Task requirements ▸
Each record below is to be copied word for word, with pictures removed.
** Start Data section **
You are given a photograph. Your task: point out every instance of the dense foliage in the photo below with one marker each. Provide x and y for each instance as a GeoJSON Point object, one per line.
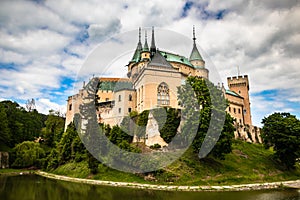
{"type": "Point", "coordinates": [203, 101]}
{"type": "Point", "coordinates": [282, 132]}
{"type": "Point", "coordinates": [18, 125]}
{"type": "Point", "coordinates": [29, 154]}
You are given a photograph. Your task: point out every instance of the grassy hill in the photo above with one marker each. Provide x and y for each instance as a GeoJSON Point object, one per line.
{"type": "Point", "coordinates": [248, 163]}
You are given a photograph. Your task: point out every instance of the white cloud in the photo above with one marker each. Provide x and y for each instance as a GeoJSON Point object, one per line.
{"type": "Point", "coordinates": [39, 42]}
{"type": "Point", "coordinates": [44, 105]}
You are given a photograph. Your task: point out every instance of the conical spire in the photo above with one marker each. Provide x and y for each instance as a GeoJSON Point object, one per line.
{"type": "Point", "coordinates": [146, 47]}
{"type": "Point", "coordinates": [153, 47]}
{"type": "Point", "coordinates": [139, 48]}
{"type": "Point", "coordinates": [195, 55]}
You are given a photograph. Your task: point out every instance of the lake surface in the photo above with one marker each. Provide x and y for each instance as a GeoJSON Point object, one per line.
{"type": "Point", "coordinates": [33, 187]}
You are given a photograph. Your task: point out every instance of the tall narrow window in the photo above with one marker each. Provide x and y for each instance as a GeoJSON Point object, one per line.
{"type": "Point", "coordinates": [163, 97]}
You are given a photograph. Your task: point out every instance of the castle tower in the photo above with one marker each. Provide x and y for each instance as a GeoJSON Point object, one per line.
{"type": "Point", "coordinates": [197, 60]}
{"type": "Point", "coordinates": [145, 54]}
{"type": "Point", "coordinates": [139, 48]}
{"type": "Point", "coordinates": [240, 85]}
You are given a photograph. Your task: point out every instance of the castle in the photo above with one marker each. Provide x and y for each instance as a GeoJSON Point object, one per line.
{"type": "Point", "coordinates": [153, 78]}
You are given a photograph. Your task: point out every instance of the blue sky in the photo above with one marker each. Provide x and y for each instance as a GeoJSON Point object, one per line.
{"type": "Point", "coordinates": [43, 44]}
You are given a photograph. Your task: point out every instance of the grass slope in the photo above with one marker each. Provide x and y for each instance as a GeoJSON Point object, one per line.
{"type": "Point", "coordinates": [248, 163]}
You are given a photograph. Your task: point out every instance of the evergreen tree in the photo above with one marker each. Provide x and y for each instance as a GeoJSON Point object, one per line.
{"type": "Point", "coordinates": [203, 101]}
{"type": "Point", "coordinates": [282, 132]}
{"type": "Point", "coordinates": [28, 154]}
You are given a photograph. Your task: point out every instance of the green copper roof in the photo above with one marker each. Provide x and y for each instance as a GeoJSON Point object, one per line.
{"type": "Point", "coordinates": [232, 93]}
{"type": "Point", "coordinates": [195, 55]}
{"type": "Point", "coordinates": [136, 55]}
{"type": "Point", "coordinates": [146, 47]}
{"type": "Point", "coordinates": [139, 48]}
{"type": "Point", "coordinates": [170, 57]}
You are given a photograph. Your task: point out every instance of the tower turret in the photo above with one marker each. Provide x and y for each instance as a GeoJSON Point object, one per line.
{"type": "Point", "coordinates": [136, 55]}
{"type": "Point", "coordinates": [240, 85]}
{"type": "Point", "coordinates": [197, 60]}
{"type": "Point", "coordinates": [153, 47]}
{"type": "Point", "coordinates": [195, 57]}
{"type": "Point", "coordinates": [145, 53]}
** End Data section **
Worked solution ▸
You are given a photograph. Your task: point out every instance of the dense foliage in the photo below with one marker each. Provide x and y for each instance as a GeoJSON Point object, one per line.
{"type": "Point", "coordinates": [203, 101]}
{"type": "Point", "coordinates": [282, 132]}
{"type": "Point", "coordinates": [18, 125]}
{"type": "Point", "coordinates": [29, 154]}
You are given a photograph. Your task: point out every instance of the grassy hill in the photo above with one marker each. Provide x and y for each instance as a GeoJSON Point object, one per line.
{"type": "Point", "coordinates": [248, 163]}
You are given a photograph. Your task: point out every instance of the white cloud in the photo above with one marker each. Provide x and y for each instance as a GeoJSON Point object, one per line.
{"type": "Point", "coordinates": [39, 42]}
{"type": "Point", "coordinates": [44, 105]}
You are given a photograph. Your task: point out every instance of the conical spire in the photo above with one marker each. Provide x and y for each instance as a GeoJSON Point object, one per line.
{"type": "Point", "coordinates": [146, 47]}
{"type": "Point", "coordinates": [153, 47]}
{"type": "Point", "coordinates": [139, 48]}
{"type": "Point", "coordinates": [195, 55]}
You are given a photograph. Your task: point out every instance of the lake surface in the photo above with one marker each. Provide x and y for each instance as a GeoJSON Point object, one per line.
{"type": "Point", "coordinates": [33, 187]}
You are given a photograph. Your task: point out every instance of the tall narrow window in the photo above with one marker each. Provide x and y for each instance as a GeoJSON Point object, one per line.
{"type": "Point", "coordinates": [163, 97]}
You are given a photograph. Your task: point out every instance of the castle tower in the photo above with one marker each. Provide x and y for each instance as a GeoJSON Point object, one per line.
{"type": "Point", "coordinates": [197, 60]}
{"type": "Point", "coordinates": [145, 54]}
{"type": "Point", "coordinates": [139, 48]}
{"type": "Point", "coordinates": [240, 85]}
You are given a photograph. Your task: point out every instance of the castle in the photo above with one marker each. Provide x and y for each instance as a GeoJSON Point object, one per line.
{"type": "Point", "coordinates": [153, 78]}
You are given a photograph. Your task: point out every instance of the blue sky in the photo above with one marker each. Provide x and y for each instance as a GeoJSON Point object, one per line.
{"type": "Point", "coordinates": [43, 44]}
You are given a photograph. Your task: point out every instance of the grass slope in the photo above with one marker each. Provide x and y for each instance as a GeoJSON Point object, one per line.
{"type": "Point", "coordinates": [248, 163]}
You are given a photograph. Your task: point out every instance of the evergreen tree in the photo above with one marker each. Provide x and y for each instance as a GeoJSON Point object, one per line.
{"type": "Point", "coordinates": [203, 101]}
{"type": "Point", "coordinates": [282, 132]}
{"type": "Point", "coordinates": [28, 154]}
You are given a photograph. Your task: point out every instance of the green copper roof in the photo above with one marker each. Provide x and y for each instance as a GeoJSON Point object, one per line.
{"type": "Point", "coordinates": [232, 93]}
{"type": "Point", "coordinates": [195, 55]}
{"type": "Point", "coordinates": [136, 55]}
{"type": "Point", "coordinates": [146, 47]}
{"type": "Point", "coordinates": [139, 48]}
{"type": "Point", "coordinates": [170, 57]}
You are given a photograph. Your task: point out every instance of the tower turret in the photo above with one marker each. Provide x and y for each instance as a GeoJSON Point object, one per line.
{"type": "Point", "coordinates": [136, 55]}
{"type": "Point", "coordinates": [240, 85]}
{"type": "Point", "coordinates": [197, 60]}
{"type": "Point", "coordinates": [153, 47]}
{"type": "Point", "coordinates": [195, 57]}
{"type": "Point", "coordinates": [145, 53]}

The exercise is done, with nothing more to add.